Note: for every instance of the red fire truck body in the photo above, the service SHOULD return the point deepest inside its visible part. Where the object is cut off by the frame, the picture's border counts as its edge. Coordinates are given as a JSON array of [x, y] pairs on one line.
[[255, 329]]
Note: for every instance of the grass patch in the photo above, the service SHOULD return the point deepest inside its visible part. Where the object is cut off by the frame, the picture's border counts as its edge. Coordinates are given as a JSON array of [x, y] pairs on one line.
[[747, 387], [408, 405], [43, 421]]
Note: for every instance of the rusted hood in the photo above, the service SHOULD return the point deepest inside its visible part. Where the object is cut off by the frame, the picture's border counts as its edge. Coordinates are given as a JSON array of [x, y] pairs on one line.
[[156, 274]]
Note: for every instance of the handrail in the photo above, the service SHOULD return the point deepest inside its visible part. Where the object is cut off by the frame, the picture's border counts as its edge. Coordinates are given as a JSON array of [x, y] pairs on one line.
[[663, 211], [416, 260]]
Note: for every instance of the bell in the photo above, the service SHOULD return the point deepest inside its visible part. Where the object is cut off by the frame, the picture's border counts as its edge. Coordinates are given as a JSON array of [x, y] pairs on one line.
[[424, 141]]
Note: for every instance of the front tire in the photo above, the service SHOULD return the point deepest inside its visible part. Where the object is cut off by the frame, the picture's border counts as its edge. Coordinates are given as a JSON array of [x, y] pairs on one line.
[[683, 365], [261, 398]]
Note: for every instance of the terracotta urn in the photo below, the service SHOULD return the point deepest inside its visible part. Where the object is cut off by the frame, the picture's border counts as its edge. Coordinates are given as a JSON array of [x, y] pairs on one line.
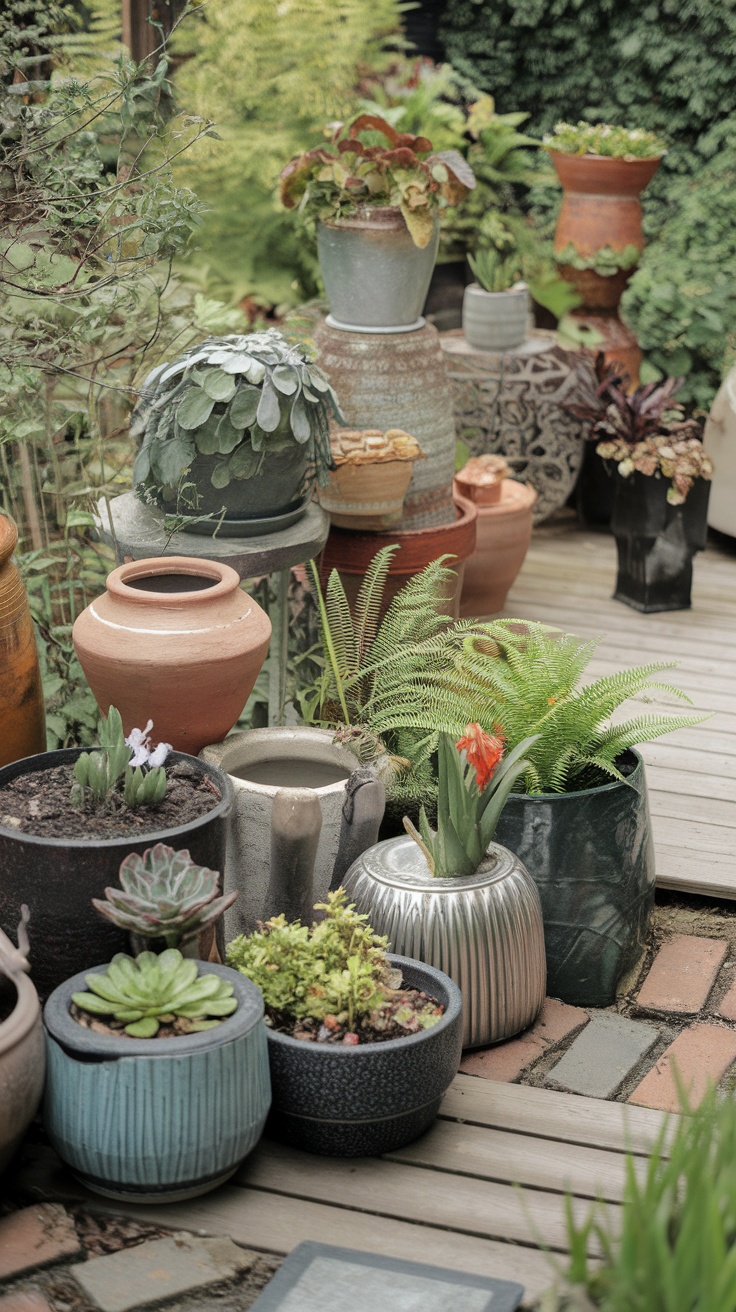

· · · · · · ·

### [CHALLENGE]
Reproduce the part of the records that opens with the line containing "Note: for every instance of the front" and closes with the line containing "[[683, 365], [261, 398]]", both lines included. Keep the request text unchanged, and multiply every coordinate in the answers by 2.2, rounding to whole numbers with halves rounded up.

### [RESPONSE BELOW]
Note: for every instance of the front tire in the photo above, the service SHOULD return the point deepest inside its visible part. Where the object is cut off by the frame, the picture's border counts as its edge. Coordinates are given as a JSON array of [x, y] pairs on one line.
[[1503, 803], [574, 876]]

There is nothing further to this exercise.